SET TASK: Begin at the line below that contains "Question. Place a dot on every instance of the chest". Repeat it and all remaining lines of the records exactly.

EXTRACTED DATA:
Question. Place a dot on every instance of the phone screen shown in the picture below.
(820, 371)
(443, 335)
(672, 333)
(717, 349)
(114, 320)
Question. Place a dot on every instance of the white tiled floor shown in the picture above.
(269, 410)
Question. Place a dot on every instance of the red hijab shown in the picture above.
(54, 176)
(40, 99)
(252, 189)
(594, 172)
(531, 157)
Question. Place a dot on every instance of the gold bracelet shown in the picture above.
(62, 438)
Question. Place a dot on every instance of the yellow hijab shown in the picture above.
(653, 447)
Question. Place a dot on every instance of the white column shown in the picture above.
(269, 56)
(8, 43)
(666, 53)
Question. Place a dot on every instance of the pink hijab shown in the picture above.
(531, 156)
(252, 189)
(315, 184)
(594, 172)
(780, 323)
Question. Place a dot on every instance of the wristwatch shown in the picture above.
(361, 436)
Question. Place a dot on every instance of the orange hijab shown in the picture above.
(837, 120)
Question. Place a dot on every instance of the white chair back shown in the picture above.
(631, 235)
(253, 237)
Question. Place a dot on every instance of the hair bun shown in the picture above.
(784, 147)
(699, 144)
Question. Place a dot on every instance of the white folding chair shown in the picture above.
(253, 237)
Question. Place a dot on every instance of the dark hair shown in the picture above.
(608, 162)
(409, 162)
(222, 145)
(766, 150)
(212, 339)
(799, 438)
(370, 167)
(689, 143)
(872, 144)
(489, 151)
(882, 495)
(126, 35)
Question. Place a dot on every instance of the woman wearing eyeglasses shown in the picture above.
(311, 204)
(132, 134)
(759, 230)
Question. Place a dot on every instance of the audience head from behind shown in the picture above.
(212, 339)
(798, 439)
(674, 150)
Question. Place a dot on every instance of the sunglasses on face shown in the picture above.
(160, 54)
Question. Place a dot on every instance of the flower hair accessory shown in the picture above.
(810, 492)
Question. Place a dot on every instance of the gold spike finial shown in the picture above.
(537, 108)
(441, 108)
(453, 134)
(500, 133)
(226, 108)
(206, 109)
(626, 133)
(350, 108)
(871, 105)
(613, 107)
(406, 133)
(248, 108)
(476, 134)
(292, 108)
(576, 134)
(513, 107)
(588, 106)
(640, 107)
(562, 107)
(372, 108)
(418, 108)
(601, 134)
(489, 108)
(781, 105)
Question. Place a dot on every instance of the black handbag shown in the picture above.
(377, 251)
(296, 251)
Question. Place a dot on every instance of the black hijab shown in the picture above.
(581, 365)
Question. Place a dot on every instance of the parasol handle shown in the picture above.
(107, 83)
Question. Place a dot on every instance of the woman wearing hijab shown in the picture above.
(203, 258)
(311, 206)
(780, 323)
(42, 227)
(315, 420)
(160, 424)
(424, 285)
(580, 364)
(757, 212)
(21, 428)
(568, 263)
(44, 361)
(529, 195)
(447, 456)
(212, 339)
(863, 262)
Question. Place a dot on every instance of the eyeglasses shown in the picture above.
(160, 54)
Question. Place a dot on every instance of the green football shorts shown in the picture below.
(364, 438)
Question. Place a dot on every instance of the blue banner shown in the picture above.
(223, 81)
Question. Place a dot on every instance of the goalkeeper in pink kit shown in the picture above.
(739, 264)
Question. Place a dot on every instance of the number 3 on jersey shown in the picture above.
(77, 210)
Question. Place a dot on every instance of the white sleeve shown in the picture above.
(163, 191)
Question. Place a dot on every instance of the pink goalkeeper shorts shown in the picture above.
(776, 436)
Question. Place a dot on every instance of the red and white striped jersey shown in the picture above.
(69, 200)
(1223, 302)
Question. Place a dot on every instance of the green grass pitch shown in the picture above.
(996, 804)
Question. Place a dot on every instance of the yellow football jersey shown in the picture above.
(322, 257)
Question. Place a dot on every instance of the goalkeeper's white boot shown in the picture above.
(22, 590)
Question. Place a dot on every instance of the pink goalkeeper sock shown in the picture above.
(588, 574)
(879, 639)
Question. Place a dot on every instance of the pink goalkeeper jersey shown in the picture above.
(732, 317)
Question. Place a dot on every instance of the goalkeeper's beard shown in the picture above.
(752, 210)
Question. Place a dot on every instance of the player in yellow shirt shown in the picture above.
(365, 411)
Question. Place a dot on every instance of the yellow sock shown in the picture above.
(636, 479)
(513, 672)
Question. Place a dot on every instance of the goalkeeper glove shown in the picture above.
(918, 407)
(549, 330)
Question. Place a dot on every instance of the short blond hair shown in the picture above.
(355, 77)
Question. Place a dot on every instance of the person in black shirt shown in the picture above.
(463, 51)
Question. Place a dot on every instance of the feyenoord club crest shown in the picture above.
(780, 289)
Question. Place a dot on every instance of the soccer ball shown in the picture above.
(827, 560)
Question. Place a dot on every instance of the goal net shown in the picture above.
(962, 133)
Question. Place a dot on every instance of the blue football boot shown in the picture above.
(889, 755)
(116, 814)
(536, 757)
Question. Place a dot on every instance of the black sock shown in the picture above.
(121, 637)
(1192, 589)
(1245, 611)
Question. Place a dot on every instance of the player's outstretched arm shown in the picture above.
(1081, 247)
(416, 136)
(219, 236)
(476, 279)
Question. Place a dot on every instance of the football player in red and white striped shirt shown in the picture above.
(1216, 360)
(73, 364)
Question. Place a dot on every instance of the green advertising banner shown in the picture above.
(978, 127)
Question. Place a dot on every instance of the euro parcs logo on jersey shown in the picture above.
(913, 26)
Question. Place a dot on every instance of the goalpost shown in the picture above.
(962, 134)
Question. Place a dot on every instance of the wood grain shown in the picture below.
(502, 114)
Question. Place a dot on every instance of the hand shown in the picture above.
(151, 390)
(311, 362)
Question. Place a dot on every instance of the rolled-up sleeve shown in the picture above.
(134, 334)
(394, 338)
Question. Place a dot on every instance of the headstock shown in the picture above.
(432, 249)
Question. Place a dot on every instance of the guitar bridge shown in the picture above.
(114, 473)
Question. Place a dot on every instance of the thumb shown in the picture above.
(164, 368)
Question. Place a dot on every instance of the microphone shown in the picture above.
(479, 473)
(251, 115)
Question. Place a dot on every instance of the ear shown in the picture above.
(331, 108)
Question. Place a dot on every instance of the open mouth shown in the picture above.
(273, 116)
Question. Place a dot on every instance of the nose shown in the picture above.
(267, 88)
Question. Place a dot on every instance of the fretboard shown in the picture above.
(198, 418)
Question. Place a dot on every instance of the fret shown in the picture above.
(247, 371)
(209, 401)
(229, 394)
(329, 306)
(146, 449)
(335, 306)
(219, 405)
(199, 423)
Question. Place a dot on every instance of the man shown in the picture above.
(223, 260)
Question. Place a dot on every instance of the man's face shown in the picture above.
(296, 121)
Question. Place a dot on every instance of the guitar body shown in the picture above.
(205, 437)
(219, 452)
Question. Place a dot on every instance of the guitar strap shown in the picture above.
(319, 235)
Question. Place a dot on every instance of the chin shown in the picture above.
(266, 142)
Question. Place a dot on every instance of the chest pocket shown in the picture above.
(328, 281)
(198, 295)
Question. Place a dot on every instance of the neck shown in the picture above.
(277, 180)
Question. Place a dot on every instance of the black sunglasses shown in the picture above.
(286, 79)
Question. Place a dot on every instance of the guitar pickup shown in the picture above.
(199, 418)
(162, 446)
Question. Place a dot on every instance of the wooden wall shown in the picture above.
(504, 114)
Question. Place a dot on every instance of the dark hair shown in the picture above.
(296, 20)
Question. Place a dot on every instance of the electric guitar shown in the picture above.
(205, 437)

WRITTEN SOLUTION:
Question. Place a dot on every instance of the chest pocket shown in the picture above.
(328, 281)
(198, 295)
Question. Place a dot on every instance of the neck shown in the picture above.
(277, 180)
Question. Place a dot on every instance of the black sunglasses shown in the picture above.
(286, 79)
Question. Place a dot on every instance of the guitar pickup shown in the picture above.
(199, 418)
(162, 446)
Question. Place a dot on every instance of the wooden wall shown in the picture above.
(504, 114)
Question. Place a dot on every instance of the dark hair shown in the picture above.
(296, 20)
Question. Place a dot on every instance of the electric guitar shown in the picture above.
(205, 437)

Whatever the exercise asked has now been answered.